Ce processus a son importance dans la distinction entre l’influence de la majorité et celle de la minorité. Les deux types d’influences sont les mêmes, malgré le fait que les effets soient différents. Dans le cas de la minorité, les sources d’opinions sont en nombre réduit mais elles sont très puissantes parce que dans le groupe elles représentent la nouveauté. Par contre, l’impact suscité par la majorité d’un groupe a un nombre des sources tellement élevé qu'elle peut provoquer une influence informationnelle.

Quelques années plus tard, Latané et ses collègues développent un modèle plus complexe qui tient en compte de la relation à l’intérieur du groupe. Les individus ne restent jamais en position statique par rapport à la situation et ils changent souvent leurs attitudes face aux interactions. Quatre profils différents émergent :

  • Consolidation : à travers les interactions les gens commencent à uniformiser leurs opinions ; de cette manière, les avis exprimés par la majorité du groupe s’étendent à la minorité.
  • Clustering : les individus ont tendance à interagir avec des membres du groupe qui ont des opinions très similaires aux leurs. Ils ont des contacts plus fréquents avec les membres de proximité et moins fréquemment avec les membres qui sont plus éloignés.
  • Corrélation : il y a convergence vers un point commun, entre des groupes qui ont des idées très différentes.
  • Poursuivant la diversité : il se produit lorsqu’il existe un degré de diversité suffisamment élevée au sein du groupe, capable de dissocier de manière frappante les groupes minoritaires de ceux majoritaires. Il est possible de le remarquer grâce aux petits regroupements et à la résistance à l’influence majoritaire[16].

Théorie de l'autocatégorisation

L'individu acquiert un soi social qui l’amène à construire une identité en s'appuyant sur un processus d'autocatégorisation. Ce processus d'autocatégorisation est, selon John Turner[17], le désir de maintenir une image de soi positive, en s'identifiant à un groupe auquel on aimerait être associé (même en n'ayant aucun contact avec les membres de ce groupe).

Nous utilisons tous les catégories sociales comme « Noir », « Blanc », « Australien », « Chrétiens », « Musulmans », « étudiant » ou « chauffeur de bus » parce qu'elles sont utiles pour définir un comportement comme approprié, ou non, par référence aux normes du groupe auquel nous appartenons. Aussi, un individu peut appartenir à plusieurs groupes différents.
________________
■ **À FAIRE**
- 1) D'après le texte sur l'influence sociale, pourquoi les sources d'opinion minoritaires sont-elles très puissantes malgré leur nombre réduit ? Répondez en une à trois phrases.
- 2) Poursuivez le texte sur l'influence sociale et l'autocatégorisation à partir de sa dernière phrase.
________________
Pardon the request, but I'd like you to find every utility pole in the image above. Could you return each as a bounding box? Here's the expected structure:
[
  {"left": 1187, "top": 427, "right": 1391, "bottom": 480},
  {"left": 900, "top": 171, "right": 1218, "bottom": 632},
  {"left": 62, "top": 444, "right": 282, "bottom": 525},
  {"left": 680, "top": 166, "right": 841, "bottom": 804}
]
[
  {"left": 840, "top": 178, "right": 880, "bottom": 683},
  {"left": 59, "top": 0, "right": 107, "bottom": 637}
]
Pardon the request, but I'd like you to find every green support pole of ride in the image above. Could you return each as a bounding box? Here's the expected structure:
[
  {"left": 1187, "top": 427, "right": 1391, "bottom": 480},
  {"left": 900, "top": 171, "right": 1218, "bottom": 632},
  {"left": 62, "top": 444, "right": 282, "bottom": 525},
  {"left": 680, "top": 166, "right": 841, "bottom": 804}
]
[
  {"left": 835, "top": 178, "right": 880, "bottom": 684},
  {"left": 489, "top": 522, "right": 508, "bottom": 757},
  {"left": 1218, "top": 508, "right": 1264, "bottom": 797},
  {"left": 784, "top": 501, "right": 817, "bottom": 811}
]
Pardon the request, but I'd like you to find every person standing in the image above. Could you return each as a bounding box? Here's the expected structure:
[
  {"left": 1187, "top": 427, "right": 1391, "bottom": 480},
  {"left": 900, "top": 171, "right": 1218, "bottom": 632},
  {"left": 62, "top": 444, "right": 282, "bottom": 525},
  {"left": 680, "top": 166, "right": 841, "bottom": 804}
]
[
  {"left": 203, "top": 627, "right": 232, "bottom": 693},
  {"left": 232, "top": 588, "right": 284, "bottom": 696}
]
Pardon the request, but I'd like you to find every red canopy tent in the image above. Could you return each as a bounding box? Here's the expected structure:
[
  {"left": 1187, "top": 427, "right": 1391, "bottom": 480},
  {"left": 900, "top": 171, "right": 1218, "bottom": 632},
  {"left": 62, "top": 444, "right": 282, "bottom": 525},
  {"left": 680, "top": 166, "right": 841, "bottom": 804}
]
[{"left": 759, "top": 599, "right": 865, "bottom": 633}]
________________
■ **RÉPONSES PAR TÂCHE**
- 1) Les sources d'opinion minoritaires sont très puissantes parce qu'elles représentent la nouveauté au sein du groupe.

- 2)
Tajfel et Turner[18] soutiennent l’idée qu'il existe un engagement affectif et une estime de soi collective qui entraînent l'individu à valoriser et même à défendre le groupe auquel il appartient. Turner rajoute que l'individu peut se définir soi-même comme personne unique, ou comme membre d'un groupe. On pourrait dès lors, situer l'identité sur trois niveaux :

  • le niveau supra-ordonné qui correspond à l’identité spécifique : attributs qu'il partage avec les autres êtres humains.
  • le niveau intermédiaire ou l’identité sociale : attributs partagés par les membres d'un groupe par opposition à un autre groupe, ayant des attributs différents.
  • le niveau subordonné ou l’identité personnelle : l'individu est distinct des membres du groupe auquel il appartient. Il est important de souligner qu'il existe un désaccord entre ce niveau et le niveau intermédiaire.

La théorie de l'auto-catégorisation nous offre une bonne piste pour comprendre le phénomène du conformisme, grâce au concept de dépersonnalisation. Celui-ci se caractérise par une prédisposition des individus, se retrouvant dans des situations qui accentuent l'importance de la catégorisation ingroup - outgroup, à se considérer comme un modèle de son propre groupe et de renoncer à son soi unique. C'est ce qui se passe lorsque l'individu se conforme : il renonce à sa façon de penser pour devenir un modèle du groupe auquel il appartient. Notons que ce processus n’entraîne pas une altération de l’identité, mais seulement une transformation de perception.

Le deuxième processus expliquant le conformisme est le processus d'influence sociale. L'individu tend à être dépendant d'autrui dans ses choix et ses jugements (niveau informationnel).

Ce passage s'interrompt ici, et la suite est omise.